What you should do:
Count how many lines in the entries below contain the word "band". Reply with that number only.

Input data:
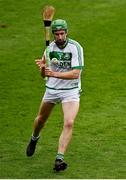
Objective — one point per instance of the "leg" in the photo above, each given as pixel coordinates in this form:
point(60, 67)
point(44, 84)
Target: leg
point(70, 110)
point(44, 112)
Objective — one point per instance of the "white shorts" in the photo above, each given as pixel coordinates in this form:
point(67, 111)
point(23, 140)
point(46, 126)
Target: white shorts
point(56, 96)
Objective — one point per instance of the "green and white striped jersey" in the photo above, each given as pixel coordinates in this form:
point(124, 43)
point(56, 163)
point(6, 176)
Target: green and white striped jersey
point(63, 60)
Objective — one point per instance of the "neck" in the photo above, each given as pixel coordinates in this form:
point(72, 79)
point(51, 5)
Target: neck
point(62, 46)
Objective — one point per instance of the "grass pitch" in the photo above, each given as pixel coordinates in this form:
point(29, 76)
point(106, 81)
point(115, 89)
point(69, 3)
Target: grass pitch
point(98, 147)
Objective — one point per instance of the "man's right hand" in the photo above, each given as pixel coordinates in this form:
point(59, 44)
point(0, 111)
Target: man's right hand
point(42, 65)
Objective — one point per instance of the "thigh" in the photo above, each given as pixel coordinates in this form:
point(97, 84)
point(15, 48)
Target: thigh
point(70, 110)
point(45, 109)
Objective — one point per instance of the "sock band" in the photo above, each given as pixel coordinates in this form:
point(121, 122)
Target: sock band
point(35, 138)
point(60, 156)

Solved exercise:
2